[Dataset items]
• • • •

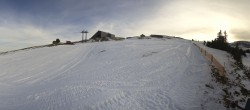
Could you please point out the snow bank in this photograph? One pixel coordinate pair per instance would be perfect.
(131, 74)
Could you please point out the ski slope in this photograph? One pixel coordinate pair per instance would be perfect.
(150, 74)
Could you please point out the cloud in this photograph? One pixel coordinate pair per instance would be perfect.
(34, 22)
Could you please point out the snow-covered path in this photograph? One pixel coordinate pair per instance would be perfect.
(130, 74)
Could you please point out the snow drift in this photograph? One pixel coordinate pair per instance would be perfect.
(131, 74)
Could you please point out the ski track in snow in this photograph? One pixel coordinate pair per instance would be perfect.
(131, 74)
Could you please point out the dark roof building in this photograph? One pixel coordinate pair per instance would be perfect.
(103, 36)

• • • •

- **YOUR TASK**: Rewrite all the items above, changing "photograph" to "image" wherever it occurs and keeping everything else the same. Leave the pictures out.

- **OUTPUT BELOW**:
Could you please point out the snow bank in this image? One pixel coordinate pair per instance would be perfect.
(131, 74)
Could you please point out the ski slope in this image? One pixel coordinate pair per instance would be perfect.
(150, 74)
Could you please point out the cloud in this image? One pixel coordinate pair per instance would be perfect.
(34, 22)
Could you please point out the snow-covered path in this image? One pixel coordinate pair per instance would be perfect.
(130, 74)
Could you please point out the snow drift in this image? One pixel coordinate pair per instance would be perfect.
(131, 74)
Could you please point out the ski track in snow in this image? One pixel coordinate pair per instance would be perfect.
(131, 74)
Could you please point out the dark roof building in this image? One pixel coordinate pair per instance would be perfect.
(103, 36)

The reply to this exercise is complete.